[Data listing start]
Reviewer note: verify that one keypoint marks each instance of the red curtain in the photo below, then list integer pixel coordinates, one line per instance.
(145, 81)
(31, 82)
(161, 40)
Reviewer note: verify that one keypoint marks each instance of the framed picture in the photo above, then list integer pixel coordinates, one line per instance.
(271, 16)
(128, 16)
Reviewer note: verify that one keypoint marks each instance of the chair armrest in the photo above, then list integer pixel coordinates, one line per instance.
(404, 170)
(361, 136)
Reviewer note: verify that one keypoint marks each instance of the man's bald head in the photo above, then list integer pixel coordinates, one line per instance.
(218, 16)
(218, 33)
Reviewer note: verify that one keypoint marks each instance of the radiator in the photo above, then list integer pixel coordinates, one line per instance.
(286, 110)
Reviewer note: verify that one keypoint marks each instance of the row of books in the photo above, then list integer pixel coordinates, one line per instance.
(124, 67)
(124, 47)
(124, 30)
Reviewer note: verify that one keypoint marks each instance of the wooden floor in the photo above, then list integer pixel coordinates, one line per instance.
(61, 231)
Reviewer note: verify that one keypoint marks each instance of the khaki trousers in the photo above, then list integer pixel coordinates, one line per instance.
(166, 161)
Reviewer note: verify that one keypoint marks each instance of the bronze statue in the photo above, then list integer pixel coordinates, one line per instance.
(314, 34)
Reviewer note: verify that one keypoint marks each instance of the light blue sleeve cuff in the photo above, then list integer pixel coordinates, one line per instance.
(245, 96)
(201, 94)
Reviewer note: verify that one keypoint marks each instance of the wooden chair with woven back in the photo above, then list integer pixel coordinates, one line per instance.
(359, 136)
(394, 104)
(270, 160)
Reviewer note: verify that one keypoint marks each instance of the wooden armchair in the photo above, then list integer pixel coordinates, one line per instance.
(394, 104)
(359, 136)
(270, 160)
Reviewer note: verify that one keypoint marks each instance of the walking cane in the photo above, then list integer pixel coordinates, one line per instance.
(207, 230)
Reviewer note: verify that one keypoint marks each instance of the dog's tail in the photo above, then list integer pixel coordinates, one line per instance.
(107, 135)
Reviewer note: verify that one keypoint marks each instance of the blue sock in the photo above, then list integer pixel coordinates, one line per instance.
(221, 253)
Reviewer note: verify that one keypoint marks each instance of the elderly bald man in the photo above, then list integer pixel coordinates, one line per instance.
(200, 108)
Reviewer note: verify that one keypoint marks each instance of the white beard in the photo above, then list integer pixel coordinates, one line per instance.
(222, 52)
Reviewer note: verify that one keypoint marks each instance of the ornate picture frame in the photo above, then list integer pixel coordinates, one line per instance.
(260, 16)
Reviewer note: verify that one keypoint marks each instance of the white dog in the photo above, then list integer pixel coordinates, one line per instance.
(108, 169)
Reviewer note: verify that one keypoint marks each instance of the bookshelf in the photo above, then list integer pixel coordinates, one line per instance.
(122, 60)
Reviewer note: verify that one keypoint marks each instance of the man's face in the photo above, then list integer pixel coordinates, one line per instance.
[Data listing end]
What you are asked to do: Reproduce every one of the items above, substituting "Annotator note" for each occurrence of "Reviewer note" and keeping all other text as it stands.

Task output:
Annotator note: verify that one keypoint marks each instance of the red curtain in the photo below, then list integer pixel coordinates, one line per instance.
(145, 81)
(31, 82)
(161, 40)
Annotator note: verify that one keypoint marks each instance of the framed picture in the photo above, then list integer pixel coordinates, one line per instance.
(271, 16)
(128, 16)
Annotator note: verify that one keypoint marks each instance of the chair armrest in the photo above, then list integer pixel coordinates, one line per instance.
(404, 170)
(361, 136)
Annotator note: verify that one keypoint marks each instance of the man's bald head in the photo above, then list integer pixel coordinates, one line per instance.
(218, 16)
(218, 33)
Annotator note: verify that one keypoint marks each instance of the radiator in the photo above, then list integer pixel coordinates, one line per instance.
(286, 110)
Annotator note: verify that one keypoint marks each instance of the row of books in the photo above, then list integer pixel coordinates, one line per instance.
(124, 67)
(124, 47)
(124, 30)
Annotator note: verify that one keypoint marks each instance of the wooden floor in the photo above, then list integer pixel coordinates, one line per instance.
(61, 231)
Annotator note: verify that one keypoint marks each instance of the khaki trousers in the photo above, then list integer pixel coordinates, one line per instance.
(166, 161)
Annotator note: verify that one keypoint marks each instance of the bronze statue in the photo above, then list integer pixel coordinates, one line per instance.
(314, 34)
Annotator note: verify that one keypoint marks each instance of the light blue sleeve cuff in the photo above, then list integer pixel coordinates, one line per instance.
(245, 96)
(201, 94)
Annotator note: verify that one keypoint marks each instance of the wooden chair with woven back in the photo above, then list integer pixel coordinates, one line per instance.
(359, 136)
(394, 104)
(270, 160)
Annotator note: verify that one keypoint marks each instance of the wooden armchair in the photo above, then list integer pixel coordinates, one line per instance.
(394, 104)
(359, 136)
(270, 160)
Annotator note: verify that one keypoint marks each instance of the walking cane in the photo above, then list integer pixel coordinates, one line per instance.
(207, 230)
Annotator note: verify that one keypoint marks each instance of the dog's tail in the photo above, then list integer pixel coordinates, one line per instance.
(107, 135)
Annotator note: verify that one keypoint marks each instance of the blue sock in the photo above, then list integer pixel coordinates, one line per instance.
(221, 253)
Annotator note: verify that one keypoint marks each instance of the elderly bald man in the photo above, then list integer pixel coordinates, one line per instance.
(200, 108)
Annotator note: verify that one keypoint marks each instance of the white beard in the photo above, then list integer pixel coordinates, one line per instance.
(222, 52)
Annotator note: verify that one keypoint marks each instance of the ornate picture frame in the photo above, then list integer pixel coordinates, one line per instance.
(260, 16)
Annotator note: verify that one keypoint marks each instance of the white dog in the photo above, then list integer pixel coordinates, one line per instance.
(108, 169)
Annotator note: verify that one keypoint marks each instance of the bookshelf in the photo above, then list integer pixel coordinates, one line per instance.
(122, 60)
Annotator note: verify that one keypoint marks each instance of the man's face in the photo above, then list integer pixel coordinates, one line per instance.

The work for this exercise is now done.